● WHAT TO WORK ON:
Pick out and copy every line of the records that contains the string "license". Case counts.

● RECORDS FOR THIS TASK:
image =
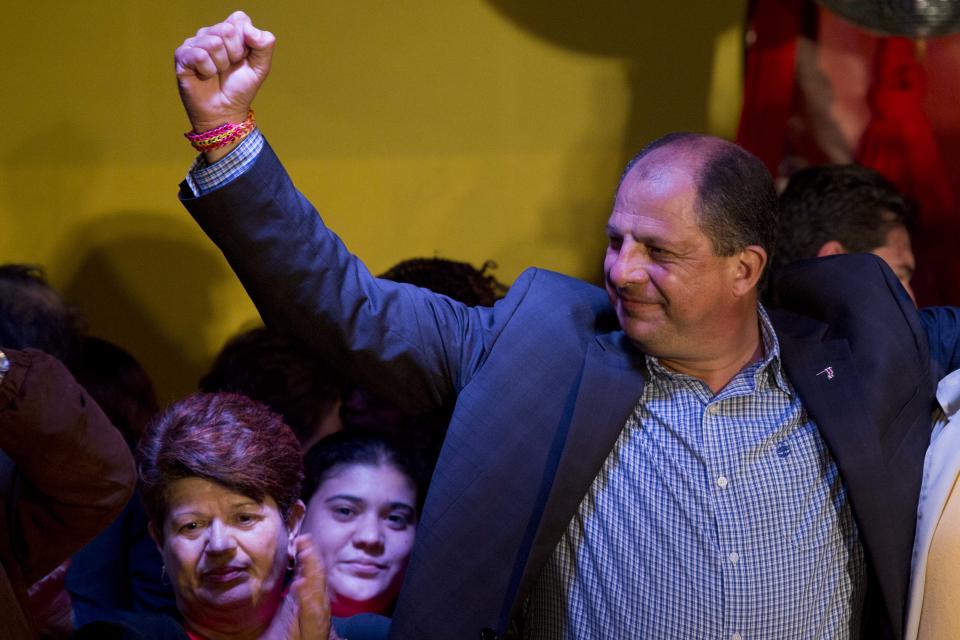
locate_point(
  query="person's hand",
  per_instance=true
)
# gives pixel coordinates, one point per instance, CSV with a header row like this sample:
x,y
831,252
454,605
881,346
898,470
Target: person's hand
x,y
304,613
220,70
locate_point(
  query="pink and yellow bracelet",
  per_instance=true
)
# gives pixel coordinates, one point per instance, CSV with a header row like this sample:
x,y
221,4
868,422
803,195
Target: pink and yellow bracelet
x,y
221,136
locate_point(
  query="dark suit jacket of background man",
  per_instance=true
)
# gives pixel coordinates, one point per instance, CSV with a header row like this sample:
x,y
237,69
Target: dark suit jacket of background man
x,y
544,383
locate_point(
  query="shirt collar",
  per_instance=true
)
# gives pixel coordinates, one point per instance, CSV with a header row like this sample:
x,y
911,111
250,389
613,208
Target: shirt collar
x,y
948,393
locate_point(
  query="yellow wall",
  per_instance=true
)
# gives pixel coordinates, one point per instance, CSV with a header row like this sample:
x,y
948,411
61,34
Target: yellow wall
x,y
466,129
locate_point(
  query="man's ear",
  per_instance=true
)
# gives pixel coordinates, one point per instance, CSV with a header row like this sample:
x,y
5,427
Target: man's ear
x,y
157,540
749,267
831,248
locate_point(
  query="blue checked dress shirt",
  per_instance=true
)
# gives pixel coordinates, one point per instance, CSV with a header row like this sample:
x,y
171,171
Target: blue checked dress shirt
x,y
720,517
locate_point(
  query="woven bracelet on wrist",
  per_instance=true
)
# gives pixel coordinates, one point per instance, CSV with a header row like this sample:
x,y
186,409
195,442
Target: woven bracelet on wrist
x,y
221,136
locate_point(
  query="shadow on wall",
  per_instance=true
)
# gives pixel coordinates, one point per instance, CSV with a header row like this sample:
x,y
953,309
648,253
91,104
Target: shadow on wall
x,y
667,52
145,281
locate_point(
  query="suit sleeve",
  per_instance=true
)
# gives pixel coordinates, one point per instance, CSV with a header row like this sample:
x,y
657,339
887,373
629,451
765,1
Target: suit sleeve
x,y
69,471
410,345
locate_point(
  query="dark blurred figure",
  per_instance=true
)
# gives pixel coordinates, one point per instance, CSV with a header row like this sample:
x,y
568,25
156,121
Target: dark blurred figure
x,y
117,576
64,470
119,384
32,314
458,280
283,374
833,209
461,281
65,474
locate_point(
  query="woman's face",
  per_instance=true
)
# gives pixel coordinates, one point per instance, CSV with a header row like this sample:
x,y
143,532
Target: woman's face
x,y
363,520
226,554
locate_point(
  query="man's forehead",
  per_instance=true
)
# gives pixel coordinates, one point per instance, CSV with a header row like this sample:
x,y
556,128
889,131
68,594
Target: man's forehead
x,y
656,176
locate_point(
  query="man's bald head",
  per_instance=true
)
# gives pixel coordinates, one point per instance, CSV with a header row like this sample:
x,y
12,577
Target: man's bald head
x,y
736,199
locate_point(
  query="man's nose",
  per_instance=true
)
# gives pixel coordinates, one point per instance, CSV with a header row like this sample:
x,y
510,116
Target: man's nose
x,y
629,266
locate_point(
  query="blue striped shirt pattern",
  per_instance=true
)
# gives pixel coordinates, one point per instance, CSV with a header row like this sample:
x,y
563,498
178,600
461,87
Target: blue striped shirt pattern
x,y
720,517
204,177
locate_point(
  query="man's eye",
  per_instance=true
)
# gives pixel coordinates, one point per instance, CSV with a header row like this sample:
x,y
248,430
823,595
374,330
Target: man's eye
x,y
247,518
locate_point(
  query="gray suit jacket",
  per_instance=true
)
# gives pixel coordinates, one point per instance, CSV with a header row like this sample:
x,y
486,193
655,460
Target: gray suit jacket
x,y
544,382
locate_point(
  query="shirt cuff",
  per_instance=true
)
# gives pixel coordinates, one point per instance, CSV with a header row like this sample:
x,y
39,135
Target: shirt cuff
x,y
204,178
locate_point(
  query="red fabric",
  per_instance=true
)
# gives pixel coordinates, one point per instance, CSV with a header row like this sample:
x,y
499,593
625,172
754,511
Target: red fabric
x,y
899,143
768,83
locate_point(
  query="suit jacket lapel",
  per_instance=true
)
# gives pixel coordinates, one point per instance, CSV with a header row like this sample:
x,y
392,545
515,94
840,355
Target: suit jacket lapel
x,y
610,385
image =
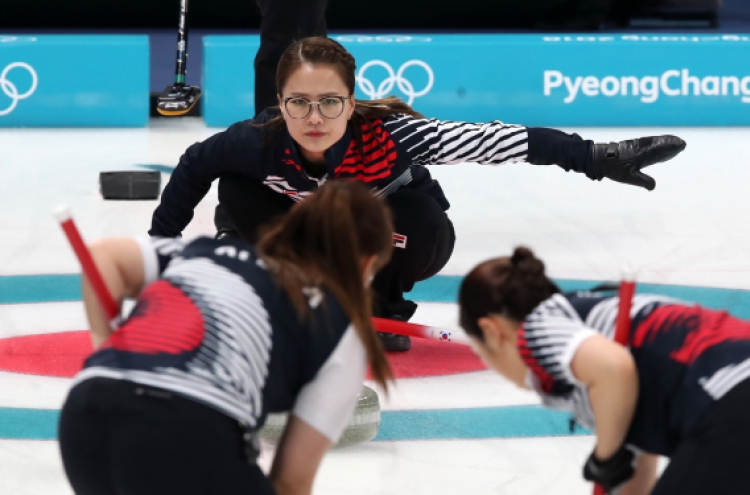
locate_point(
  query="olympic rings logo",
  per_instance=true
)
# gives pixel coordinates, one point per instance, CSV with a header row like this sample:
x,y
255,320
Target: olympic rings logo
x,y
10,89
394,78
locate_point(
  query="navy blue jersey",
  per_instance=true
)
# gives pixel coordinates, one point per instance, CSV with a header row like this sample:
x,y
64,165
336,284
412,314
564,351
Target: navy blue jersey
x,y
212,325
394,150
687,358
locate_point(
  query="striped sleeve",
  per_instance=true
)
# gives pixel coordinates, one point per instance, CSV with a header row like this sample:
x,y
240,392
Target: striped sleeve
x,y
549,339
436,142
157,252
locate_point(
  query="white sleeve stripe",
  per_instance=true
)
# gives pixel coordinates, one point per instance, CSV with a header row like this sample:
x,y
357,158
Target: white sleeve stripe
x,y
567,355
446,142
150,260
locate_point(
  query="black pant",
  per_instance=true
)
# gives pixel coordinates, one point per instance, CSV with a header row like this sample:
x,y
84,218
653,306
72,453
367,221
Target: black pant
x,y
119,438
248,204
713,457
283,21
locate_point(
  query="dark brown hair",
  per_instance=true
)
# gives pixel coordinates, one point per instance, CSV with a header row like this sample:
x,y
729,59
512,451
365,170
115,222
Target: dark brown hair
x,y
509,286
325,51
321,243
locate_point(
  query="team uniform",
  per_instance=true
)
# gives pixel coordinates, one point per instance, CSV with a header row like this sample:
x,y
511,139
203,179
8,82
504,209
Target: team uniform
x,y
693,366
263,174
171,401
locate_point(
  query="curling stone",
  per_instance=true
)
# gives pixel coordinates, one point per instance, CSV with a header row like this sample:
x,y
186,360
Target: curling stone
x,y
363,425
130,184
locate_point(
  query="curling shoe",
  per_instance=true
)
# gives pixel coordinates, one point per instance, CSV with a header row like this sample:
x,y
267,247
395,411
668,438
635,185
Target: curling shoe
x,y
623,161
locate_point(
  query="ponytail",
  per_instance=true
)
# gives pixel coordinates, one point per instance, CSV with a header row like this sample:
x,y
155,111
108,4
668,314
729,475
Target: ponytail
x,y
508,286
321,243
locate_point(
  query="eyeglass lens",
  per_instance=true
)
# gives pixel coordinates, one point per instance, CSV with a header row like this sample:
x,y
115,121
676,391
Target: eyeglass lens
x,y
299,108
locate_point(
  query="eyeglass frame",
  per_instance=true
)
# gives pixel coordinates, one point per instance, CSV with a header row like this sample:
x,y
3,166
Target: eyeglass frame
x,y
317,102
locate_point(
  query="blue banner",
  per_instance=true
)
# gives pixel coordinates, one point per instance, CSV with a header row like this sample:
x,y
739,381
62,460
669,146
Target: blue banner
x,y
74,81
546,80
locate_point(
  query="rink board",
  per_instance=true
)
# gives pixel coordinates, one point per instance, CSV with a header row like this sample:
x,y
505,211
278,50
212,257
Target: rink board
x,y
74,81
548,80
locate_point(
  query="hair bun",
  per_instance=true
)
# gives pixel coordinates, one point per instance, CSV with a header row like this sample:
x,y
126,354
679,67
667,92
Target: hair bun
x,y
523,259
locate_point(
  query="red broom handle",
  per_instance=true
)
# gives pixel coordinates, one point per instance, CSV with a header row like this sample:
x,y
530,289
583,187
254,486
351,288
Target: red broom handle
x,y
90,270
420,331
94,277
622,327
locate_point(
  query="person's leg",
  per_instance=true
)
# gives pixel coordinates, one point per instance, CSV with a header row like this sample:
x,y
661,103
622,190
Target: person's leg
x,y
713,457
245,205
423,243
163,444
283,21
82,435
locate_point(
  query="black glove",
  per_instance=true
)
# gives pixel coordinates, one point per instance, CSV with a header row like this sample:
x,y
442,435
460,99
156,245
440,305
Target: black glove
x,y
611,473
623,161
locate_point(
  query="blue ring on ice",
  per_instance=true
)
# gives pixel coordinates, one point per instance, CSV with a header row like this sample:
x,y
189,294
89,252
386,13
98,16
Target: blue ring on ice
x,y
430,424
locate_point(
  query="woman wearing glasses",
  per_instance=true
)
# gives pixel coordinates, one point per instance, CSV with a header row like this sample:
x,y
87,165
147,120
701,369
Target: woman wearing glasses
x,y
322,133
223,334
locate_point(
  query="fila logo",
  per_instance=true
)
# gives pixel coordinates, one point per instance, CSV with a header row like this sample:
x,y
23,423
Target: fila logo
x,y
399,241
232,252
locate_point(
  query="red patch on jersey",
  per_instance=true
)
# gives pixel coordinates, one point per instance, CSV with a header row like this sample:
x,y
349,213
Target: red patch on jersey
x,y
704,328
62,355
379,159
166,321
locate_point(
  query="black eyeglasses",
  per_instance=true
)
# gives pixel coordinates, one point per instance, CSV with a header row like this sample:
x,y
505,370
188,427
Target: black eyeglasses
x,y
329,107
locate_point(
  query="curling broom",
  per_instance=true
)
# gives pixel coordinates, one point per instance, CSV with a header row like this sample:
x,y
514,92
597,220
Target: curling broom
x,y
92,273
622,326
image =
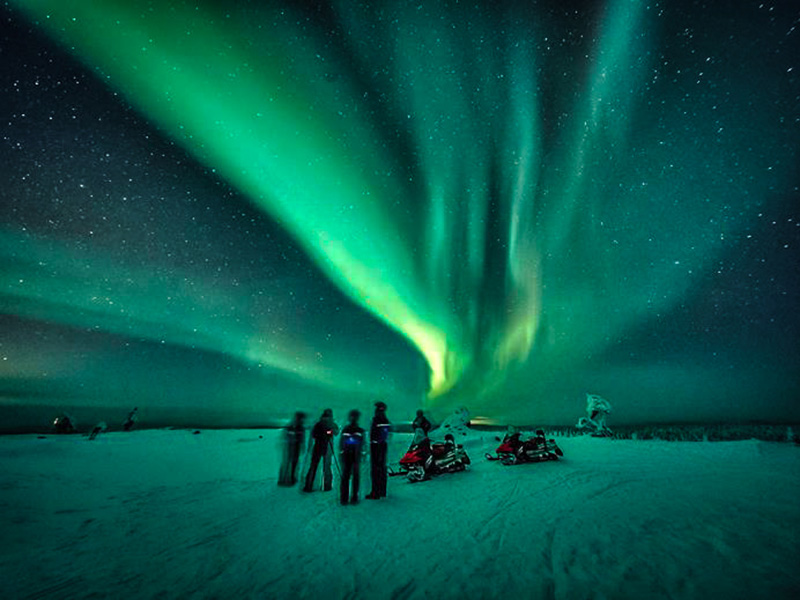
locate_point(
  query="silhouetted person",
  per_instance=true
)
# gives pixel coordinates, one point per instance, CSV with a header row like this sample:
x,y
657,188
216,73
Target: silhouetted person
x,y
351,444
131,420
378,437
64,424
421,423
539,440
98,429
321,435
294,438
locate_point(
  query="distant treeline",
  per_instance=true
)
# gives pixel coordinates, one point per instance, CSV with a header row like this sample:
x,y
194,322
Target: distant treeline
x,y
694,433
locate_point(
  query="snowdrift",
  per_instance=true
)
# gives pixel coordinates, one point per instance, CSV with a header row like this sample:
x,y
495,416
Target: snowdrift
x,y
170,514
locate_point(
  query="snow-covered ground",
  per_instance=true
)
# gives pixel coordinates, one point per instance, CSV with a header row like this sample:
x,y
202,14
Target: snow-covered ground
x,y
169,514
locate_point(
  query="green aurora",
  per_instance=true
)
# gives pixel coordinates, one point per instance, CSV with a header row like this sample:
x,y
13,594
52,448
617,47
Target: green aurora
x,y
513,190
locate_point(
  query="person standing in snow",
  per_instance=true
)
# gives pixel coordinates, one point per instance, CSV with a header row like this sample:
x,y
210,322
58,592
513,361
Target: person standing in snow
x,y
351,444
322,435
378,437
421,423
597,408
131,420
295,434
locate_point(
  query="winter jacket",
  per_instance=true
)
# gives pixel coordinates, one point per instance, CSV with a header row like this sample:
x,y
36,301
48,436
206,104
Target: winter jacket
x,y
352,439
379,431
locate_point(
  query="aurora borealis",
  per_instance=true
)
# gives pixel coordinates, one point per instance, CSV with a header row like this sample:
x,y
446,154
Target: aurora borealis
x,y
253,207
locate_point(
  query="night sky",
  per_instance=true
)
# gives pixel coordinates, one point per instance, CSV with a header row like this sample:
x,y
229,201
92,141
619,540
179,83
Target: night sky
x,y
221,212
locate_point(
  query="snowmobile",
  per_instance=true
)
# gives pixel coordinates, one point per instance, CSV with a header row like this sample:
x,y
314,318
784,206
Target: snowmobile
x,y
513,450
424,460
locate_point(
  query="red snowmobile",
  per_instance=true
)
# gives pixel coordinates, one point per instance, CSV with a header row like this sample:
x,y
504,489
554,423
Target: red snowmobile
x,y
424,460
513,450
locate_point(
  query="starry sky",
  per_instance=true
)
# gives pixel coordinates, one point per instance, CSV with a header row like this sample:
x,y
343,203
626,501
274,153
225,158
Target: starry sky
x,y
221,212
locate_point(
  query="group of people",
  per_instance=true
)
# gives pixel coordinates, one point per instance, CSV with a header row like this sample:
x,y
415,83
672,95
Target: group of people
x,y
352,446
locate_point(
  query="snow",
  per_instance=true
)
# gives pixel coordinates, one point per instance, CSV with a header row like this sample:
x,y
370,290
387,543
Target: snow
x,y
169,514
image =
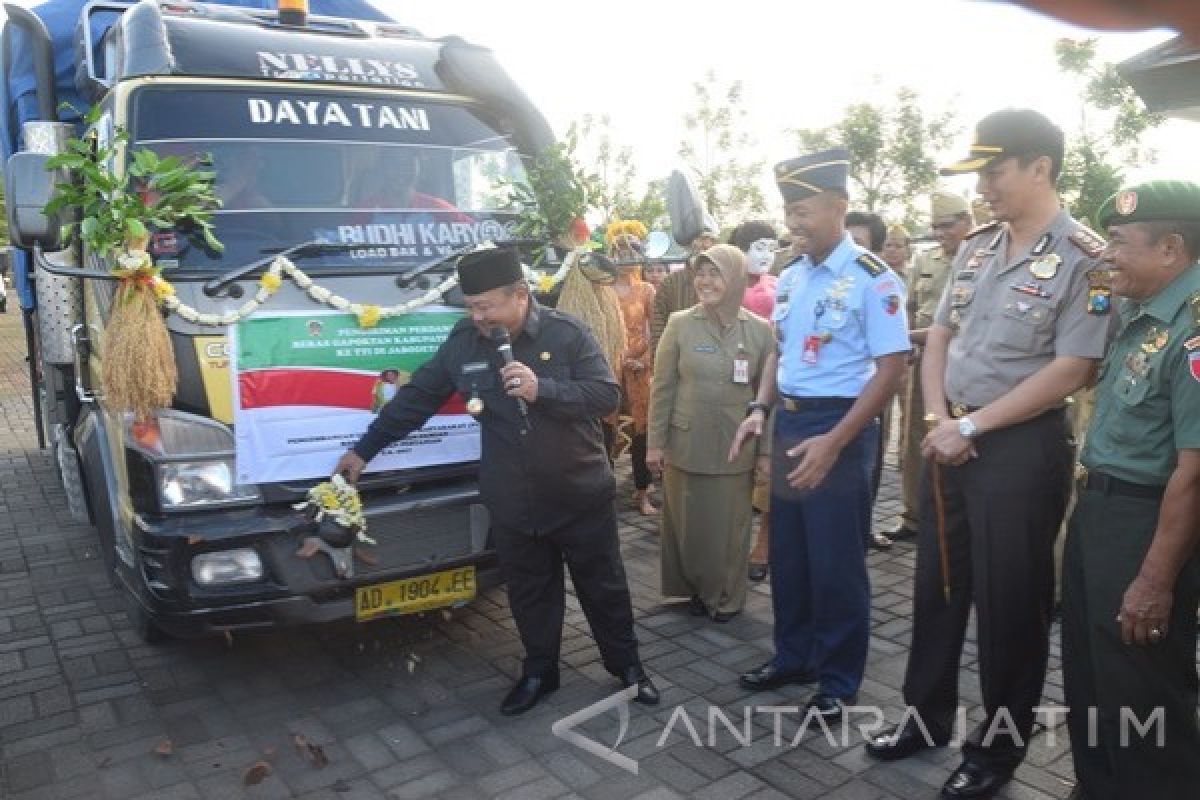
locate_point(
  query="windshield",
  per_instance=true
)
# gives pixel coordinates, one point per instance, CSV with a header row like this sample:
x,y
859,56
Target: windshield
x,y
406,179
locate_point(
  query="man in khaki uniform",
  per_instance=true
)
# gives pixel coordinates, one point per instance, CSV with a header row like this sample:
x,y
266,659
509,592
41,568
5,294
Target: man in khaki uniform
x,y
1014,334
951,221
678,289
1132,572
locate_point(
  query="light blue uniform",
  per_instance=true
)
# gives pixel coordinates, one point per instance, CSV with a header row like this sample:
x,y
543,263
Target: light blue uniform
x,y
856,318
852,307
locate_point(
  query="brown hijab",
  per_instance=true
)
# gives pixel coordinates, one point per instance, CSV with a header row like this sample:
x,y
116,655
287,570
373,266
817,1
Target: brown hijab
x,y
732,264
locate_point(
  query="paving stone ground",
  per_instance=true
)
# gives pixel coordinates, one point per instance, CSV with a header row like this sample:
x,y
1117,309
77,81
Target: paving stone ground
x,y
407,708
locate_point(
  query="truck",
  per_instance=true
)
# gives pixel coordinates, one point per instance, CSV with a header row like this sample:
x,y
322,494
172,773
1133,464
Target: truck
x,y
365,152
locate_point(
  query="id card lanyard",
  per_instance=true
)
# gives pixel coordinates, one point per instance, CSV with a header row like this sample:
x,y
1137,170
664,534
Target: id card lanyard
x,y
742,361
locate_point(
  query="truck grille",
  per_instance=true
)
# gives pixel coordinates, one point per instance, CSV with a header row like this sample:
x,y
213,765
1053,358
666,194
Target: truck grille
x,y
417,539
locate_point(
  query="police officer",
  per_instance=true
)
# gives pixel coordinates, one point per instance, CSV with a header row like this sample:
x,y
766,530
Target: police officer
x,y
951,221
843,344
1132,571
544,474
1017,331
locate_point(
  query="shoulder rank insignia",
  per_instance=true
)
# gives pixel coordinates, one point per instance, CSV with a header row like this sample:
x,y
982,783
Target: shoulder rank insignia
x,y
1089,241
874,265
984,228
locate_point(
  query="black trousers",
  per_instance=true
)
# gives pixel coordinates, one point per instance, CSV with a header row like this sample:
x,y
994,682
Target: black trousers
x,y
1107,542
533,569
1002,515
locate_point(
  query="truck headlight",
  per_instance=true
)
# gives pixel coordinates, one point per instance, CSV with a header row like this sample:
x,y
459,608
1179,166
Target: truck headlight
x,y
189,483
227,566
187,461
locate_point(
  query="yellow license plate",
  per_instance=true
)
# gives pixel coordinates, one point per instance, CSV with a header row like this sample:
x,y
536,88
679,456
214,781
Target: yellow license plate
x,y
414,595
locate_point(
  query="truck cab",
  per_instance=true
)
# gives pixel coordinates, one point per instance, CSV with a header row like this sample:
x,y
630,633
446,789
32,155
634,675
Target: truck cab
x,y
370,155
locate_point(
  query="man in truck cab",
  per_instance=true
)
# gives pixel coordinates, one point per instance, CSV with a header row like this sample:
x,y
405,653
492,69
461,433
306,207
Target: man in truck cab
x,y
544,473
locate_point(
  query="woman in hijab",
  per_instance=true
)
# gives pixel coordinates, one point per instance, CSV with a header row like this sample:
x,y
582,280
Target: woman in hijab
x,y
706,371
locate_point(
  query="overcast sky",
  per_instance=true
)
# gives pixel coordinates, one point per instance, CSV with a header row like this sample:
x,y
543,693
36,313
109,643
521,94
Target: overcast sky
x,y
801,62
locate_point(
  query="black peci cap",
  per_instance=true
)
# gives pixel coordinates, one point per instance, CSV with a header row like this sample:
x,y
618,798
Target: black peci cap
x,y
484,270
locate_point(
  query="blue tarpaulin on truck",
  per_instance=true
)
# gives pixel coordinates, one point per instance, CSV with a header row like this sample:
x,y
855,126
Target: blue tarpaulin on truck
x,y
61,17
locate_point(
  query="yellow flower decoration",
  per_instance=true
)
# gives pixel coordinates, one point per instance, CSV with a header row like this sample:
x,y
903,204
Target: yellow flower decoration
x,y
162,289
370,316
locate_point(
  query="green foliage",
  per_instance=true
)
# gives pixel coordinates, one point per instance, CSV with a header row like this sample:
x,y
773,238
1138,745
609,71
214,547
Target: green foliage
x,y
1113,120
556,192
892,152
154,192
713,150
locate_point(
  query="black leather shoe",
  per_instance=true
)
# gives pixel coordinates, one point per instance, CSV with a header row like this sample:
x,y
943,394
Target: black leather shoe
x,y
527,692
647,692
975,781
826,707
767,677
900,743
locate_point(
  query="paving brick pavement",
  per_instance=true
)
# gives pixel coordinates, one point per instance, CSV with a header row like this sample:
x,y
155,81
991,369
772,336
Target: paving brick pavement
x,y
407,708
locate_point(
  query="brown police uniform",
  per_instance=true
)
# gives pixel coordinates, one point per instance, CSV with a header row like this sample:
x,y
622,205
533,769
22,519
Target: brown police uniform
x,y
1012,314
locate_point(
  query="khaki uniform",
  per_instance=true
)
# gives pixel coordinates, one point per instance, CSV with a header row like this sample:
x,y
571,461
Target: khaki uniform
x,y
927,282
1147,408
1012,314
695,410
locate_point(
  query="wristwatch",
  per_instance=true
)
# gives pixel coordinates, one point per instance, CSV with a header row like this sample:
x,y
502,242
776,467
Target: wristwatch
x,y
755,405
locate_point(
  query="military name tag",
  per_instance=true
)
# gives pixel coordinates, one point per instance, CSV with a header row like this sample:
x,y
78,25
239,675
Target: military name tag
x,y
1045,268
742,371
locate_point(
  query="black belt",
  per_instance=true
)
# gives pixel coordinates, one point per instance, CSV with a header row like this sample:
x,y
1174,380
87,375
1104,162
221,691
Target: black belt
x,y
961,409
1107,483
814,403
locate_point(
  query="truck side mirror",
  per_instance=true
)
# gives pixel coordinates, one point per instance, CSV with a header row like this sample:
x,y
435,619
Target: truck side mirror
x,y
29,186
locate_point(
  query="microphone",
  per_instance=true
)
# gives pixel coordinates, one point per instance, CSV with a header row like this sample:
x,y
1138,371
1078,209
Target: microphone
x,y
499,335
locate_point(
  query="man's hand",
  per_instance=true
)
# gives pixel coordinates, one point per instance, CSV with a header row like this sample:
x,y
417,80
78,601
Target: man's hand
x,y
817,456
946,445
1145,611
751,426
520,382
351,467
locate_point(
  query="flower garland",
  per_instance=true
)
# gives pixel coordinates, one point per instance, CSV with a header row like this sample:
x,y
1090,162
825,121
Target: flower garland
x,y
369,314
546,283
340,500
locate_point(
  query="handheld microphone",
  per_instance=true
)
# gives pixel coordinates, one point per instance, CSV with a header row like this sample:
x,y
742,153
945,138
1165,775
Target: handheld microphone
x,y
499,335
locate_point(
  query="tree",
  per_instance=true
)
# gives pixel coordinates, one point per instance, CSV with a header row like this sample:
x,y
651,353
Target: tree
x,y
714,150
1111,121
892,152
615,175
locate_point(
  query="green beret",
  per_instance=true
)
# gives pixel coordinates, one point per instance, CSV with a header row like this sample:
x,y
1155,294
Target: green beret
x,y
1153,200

● SOLUTION:
  query="yellow license plate",
Target: yellow license plate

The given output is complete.